▸ **EXERCISE DETAILS**: Copy out all of the data below with no alterations.

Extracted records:

----------------------------------------

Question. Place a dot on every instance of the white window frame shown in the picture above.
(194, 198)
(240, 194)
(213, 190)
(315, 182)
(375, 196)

----------------------------------------

▸ **TASK SOLUTION**:
Question. Place a dot on every instance of the white window frame shown in the picture above.
(194, 198)
(240, 194)
(213, 190)
(315, 182)
(375, 196)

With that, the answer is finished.